### Material:
--------

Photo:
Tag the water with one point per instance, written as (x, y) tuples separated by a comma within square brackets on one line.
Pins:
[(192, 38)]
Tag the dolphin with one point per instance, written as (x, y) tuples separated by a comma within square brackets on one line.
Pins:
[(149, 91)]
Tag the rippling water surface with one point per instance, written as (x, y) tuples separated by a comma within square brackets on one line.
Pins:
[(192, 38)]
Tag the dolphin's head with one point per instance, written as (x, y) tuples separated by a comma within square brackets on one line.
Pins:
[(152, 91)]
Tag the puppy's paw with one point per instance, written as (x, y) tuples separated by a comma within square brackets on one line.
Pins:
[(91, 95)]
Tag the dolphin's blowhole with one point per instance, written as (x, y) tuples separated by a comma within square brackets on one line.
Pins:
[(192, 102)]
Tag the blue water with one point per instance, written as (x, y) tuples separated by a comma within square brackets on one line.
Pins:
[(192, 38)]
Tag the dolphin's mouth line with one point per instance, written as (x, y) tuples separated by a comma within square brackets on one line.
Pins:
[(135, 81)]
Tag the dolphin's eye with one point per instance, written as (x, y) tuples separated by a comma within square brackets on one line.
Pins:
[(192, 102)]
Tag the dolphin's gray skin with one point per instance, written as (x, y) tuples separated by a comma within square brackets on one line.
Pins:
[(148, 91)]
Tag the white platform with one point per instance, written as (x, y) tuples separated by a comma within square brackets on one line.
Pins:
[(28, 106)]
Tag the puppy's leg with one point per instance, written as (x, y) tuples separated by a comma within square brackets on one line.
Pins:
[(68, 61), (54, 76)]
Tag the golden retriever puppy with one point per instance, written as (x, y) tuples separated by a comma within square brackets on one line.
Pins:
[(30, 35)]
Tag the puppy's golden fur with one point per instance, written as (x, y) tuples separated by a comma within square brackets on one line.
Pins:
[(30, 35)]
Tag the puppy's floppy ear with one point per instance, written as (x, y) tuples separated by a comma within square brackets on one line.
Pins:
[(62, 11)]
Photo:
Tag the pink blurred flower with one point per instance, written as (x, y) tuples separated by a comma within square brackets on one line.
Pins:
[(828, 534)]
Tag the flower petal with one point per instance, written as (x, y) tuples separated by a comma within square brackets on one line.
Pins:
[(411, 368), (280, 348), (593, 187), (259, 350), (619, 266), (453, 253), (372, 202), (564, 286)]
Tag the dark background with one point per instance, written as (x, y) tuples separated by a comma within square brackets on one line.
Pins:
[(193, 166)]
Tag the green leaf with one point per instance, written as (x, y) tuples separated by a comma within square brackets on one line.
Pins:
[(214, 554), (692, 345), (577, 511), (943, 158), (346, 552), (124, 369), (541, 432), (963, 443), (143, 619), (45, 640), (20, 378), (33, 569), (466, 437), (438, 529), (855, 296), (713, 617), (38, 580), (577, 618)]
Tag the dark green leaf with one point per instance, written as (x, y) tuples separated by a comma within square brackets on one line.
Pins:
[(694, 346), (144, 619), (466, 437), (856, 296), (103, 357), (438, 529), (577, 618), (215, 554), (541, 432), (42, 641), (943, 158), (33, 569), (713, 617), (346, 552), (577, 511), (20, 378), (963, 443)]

--------

### Exercise aim:
Reproduce each entry word for word.

### Solution to this task:
Photo:
Tag the water with one point per instance, written as (x, y) tuples separated by a comma within square brackets on one line.
Pins:
[(192, 38)]
Tag the dolphin with one point per instance, written as (x, y) tuples separated by a comma within square brackets on one line.
Pins:
[(149, 91)]
Tag the rippling water surface with one point per instance, written as (x, y) tuples separated by a comma within square brackets on one line.
Pins:
[(192, 38)]
Tag the dolphin's head with one point per instance, written as (x, y) tuples separated by a comma within square brackets on one line.
Pins:
[(152, 91)]
Tag the puppy's paw with one point per instance, written as (x, y) tuples separated by a comma within square brackets on one line.
Pins:
[(91, 95)]
Tag the dolphin's blowhole with one point per instance, written as (x, y) tuples separated by a comma within square brackets on one line.
Pins:
[(192, 102)]
Tag the blue water with one point per instance, written as (x, y) tuples separated by a comma within square brackets on one line.
Pins:
[(192, 38)]
Tag the dolphin's mouth line with one point per instance, written as (x, y) tuples separated by a comma within square brackets on one line.
Pins:
[(135, 81)]
Tag the dolphin's eye with one point per instance, written as (x, y) tuples separated by a comma within square brackets on one line.
Pins:
[(192, 102)]
Tag the dolphin's gray skin with one point per instance, written as (x, y) tuples separated by a comma within square brackets on one line.
Pins:
[(148, 91)]
Tag the white platform with one point per instance, written as (x, y) tuples separated by a comma within square brackets on one line.
Pins:
[(28, 106)]
Tag the puppy's leg with one point per instance, written as (x, y) tuples separated by a comma within square brackets on one line.
Pins:
[(68, 61), (54, 76)]
Tag the golden retriever puppy with one point per instance, written as (x, y) tuples separated by a comma within square brackets on one line.
Pins:
[(30, 35)]
Tag the puppy's golden fur with one point per instance, written as (x, y) tuples separated by a comma within square brackets on one line.
Pins:
[(30, 35)]
Tag the puppy's floppy ear with one point per instance, written as (x, y) tuples separated by a comma within square brackets on one line.
Pins:
[(62, 11)]
Photo:
Tag the pink blurred flower with one point per instance, written as (x, y) tuples separated by a comma within square brackets on one line.
Pins:
[(828, 534)]
Tag the flower petal with one point per instance, written as (x, y) tuples separated by a comma within square brackets on one line.
Pins:
[(411, 368), (280, 348), (593, 187), (259, 350), (619, 266), (453, 253), (372, 202), (564, 286)]
Tag the dark background with one point per instance, written as (x, y) tuples separated by a comma within square brackets on one line.
Pins:
[(193, 166)]
Tag the green leaf with one point per instance, written as (x, y) tuples separated by a comma within square brackets on one line.
Pins:
[(214, 554), (692, 345), (577, 511), (943, 158), (346, 552), (124, 369), (541, 432), (963, 443), (143, 619), (45, 640), (20, 378), (33, 569), (466, 437), (438, 529), (855, 296), (713, 617), (38, 580), (577, 618)]
Tag the dark green leaf with one point per instance, written as (x, y) tuples separated by a comma within square brackets on one line.
Pins:
[(694, 346), (144, 619), (466, 437), (856, 296), (103, 357), (438, 529), (577, 618), (215, 554), (541, 432), (42, 641), (943, 158), (33, 569), (713, 617), (346, 552), (577, 511), (20, 378), (963, 443)]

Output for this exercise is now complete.